• **Study text**
Discipleship: Why We were Sent?

Reflection for the 15th Sunday. Year B. 2018
– By Fr Ugo Ikwuka
Archway, London 


The satellite navigation system (sat-nav) rightly won the most ingenious invention of the last decade. You only have to key in the post code or address of where you want to go and it starts instructing and directing you until you reach your destination. How magical!

Yet, the sat-nav has led many astray and quite embarrassingly too especially because on such occasions people have followed it so sheepishly, against all common sense, into somebody’s kitchen or into a hole.

In our Gospel for this Sunday, Jesus sent his apostles out to their first missionary journey and equips them not only with the message but also with the instructions on how to get it across successfully.

The message is that they have been empowered to overcome unclean spirits hence they are to liberate those dominated by demons. Every Christian is called not only to be a disciple who hears, accepts and carries out the teaching of Jesus but also an apostle – an evangelizer who is called to actively share their faith with others. So, like the first apostles, we are called to confront the demons of our time.

While we normally “come against” all evil forces in our prayers especially in the developing world, there are other kinds of demons which control people and to which people have become slaves (addicted) e.g. the demon of drugs, alcohol, gambling, pornography and sex, materialism and many more.

Above all, there is the grand demon of seeking absolute freedom especially in the ‘civilized’ world today. Ironically, it is in trying to exercise this absolute freedom that many end up in the bondage of the demons to which they have become addicted.

Absolute freedom to be or do whatever one wants has literally become a matter of life and death that if anything tampers with one’s freedom, then one can’t really be alive. The reigning question is: “Who are you to tell me what to do or what to be?”

The debates today about same-sex marriage, change of gender, abortion etc are all fuelled by this worldview whereby liberty trumps everything. God who makes moral demands on people becomes the chief obstacle to this view of life hence God must give way because if God exists, then I can’t be free.

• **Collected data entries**

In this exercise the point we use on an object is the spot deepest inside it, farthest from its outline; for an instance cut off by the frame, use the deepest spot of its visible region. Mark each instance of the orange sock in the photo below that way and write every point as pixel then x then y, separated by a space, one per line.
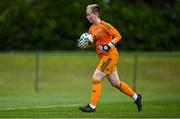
pixel 96 91
pixel 123 87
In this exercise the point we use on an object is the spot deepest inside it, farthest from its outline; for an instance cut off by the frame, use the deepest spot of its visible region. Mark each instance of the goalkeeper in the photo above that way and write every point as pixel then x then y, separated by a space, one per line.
pixel 105 37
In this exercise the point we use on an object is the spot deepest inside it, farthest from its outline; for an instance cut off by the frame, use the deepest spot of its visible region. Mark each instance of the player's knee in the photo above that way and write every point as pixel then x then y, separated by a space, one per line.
pixel 115 84
pixel 96 80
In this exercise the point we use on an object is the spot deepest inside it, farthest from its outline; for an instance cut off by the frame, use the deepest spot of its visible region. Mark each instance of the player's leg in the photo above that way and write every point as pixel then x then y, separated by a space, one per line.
pixel 123 87
pixel 95 92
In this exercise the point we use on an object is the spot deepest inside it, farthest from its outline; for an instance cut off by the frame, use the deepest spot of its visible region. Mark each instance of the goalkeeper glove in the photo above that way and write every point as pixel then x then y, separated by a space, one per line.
pixel 105 48
pixel 83 43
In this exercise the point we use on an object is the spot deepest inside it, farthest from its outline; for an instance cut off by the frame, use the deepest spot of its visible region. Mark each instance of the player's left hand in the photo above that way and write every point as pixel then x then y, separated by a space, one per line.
pixel 105 48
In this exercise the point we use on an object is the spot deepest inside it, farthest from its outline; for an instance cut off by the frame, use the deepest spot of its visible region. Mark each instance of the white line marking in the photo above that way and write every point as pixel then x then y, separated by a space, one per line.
pixel 21 108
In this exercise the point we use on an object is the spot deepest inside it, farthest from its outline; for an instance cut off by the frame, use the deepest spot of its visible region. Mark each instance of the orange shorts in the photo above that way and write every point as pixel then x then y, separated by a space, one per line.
pixel 107 64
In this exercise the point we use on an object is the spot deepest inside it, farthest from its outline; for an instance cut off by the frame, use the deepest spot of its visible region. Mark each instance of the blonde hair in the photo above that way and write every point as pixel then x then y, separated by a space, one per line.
pixel 94 8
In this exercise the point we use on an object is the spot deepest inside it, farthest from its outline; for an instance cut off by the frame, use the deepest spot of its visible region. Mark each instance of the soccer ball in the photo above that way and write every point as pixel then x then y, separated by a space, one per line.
pixel 85 40
pixel 87 37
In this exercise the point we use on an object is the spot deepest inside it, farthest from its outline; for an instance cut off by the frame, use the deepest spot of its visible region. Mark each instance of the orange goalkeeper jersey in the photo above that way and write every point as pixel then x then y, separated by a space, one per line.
pixel 103 33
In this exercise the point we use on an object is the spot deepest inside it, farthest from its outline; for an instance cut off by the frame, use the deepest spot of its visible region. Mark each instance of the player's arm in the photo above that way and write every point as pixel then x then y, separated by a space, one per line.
pixel 116 35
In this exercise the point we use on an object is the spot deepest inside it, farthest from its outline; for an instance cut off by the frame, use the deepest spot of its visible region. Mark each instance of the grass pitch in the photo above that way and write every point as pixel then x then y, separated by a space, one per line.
pixel 65 84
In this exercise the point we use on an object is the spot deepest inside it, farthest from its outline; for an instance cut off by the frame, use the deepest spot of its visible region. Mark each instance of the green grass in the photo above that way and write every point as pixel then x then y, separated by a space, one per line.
pixel 65 84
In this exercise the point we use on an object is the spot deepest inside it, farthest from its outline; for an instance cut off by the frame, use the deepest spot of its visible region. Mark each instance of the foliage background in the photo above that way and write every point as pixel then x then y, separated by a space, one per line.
pixel 57 24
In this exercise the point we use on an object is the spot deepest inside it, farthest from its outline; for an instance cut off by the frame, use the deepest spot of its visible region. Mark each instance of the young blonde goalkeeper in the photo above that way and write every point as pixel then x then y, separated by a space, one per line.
pixel 105 38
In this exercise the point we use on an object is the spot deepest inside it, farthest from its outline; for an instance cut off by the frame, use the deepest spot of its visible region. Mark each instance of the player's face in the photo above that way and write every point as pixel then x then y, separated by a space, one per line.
pixel 91 17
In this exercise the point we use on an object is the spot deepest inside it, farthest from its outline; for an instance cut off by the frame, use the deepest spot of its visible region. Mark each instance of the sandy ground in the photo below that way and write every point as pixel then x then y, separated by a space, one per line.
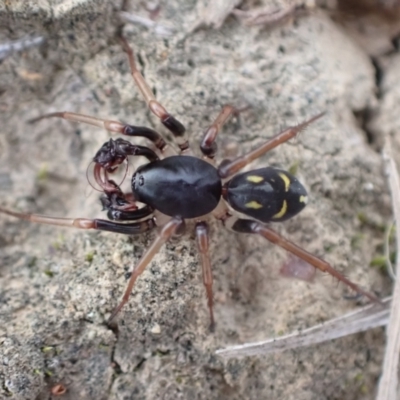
pixel 58 286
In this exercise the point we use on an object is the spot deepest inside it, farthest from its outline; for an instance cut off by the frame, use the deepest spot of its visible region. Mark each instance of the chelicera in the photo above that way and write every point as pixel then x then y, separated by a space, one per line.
pixel 177 186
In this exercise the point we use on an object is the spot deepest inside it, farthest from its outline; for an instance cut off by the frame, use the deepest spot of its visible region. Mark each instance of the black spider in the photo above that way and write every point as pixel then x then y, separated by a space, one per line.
pixel 186 187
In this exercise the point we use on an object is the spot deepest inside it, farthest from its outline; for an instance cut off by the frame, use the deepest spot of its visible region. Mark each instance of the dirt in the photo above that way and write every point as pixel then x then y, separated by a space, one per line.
pixel 58 286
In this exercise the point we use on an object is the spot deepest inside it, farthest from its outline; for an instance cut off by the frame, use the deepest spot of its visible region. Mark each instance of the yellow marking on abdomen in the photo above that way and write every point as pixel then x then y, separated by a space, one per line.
pixel 253 204
pixel 286 180
pixel 255 178
pixel 281 213
pixel 303 199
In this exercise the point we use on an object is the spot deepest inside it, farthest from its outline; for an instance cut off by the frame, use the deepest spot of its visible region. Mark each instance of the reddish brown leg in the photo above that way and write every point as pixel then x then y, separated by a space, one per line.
pixel 229 168
pixel 208 146
pixel 170 122
pixel 85 223
pixel 250 226
pixel 203 246
pixel 111 126
pixel 166 232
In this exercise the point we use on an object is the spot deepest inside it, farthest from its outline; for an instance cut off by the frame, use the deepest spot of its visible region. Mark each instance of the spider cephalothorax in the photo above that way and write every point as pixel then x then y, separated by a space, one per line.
pixel 182 186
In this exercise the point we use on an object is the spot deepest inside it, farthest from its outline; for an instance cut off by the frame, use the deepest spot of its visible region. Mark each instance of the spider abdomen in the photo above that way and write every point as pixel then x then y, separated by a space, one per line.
pixel 266 194
pixel 182 186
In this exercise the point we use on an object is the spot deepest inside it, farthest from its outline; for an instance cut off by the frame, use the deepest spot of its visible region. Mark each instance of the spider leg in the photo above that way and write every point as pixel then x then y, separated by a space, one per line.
pixel 208 145
pixel 86 223
pixel 228 168
pixel 250 226
pixel 166 232
pixel 113 126
pixel 170 122
pixel 202 239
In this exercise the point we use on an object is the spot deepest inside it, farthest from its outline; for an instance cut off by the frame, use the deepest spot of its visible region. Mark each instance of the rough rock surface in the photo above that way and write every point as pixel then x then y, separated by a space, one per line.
pixel 58 286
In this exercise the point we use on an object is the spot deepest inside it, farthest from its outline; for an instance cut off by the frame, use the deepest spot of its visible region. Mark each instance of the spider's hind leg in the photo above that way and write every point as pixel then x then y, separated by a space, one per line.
pixel 251 226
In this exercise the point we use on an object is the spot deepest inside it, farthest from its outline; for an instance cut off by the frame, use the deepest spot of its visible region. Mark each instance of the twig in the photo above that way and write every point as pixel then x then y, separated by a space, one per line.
pixel 389 379
pixel 370 316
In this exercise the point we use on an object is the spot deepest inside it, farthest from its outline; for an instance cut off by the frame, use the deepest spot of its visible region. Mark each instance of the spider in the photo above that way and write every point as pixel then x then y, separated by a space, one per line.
pixel 183 187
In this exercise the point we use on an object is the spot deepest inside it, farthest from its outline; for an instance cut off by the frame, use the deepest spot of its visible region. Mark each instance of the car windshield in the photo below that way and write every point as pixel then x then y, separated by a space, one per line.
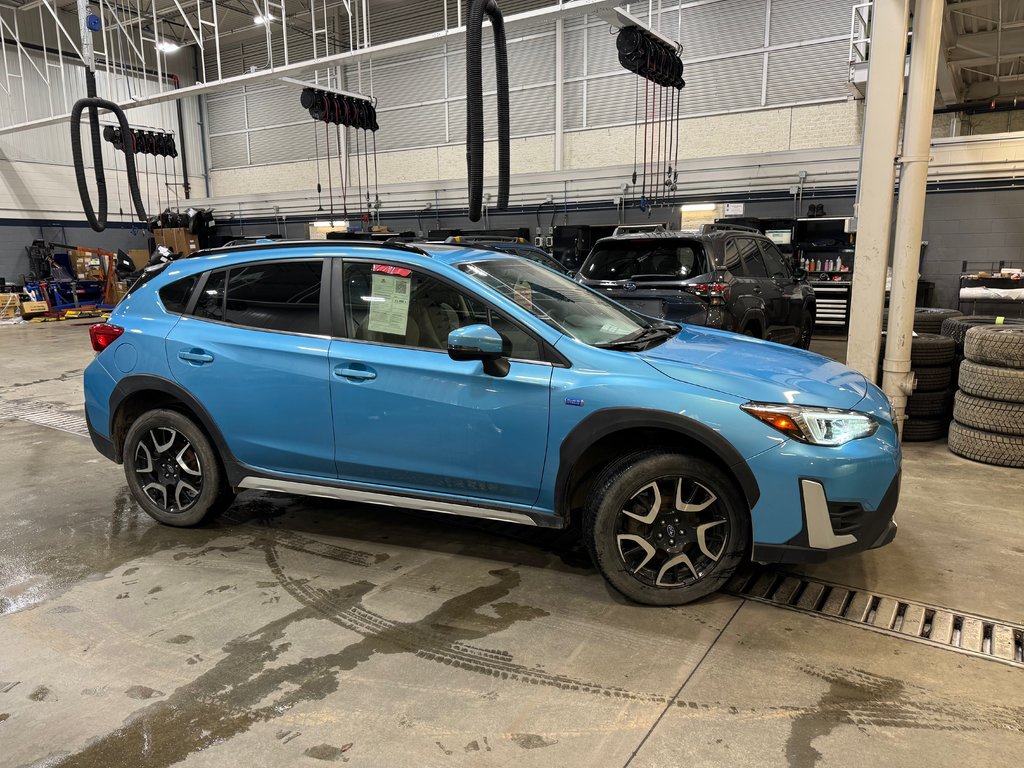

• **Instructions for the task**
According to the discipleship reflection, what is the grand demon in the "civilized" world today?

• **Reply to the exercise**
The grand demon is seeking absolute freedom.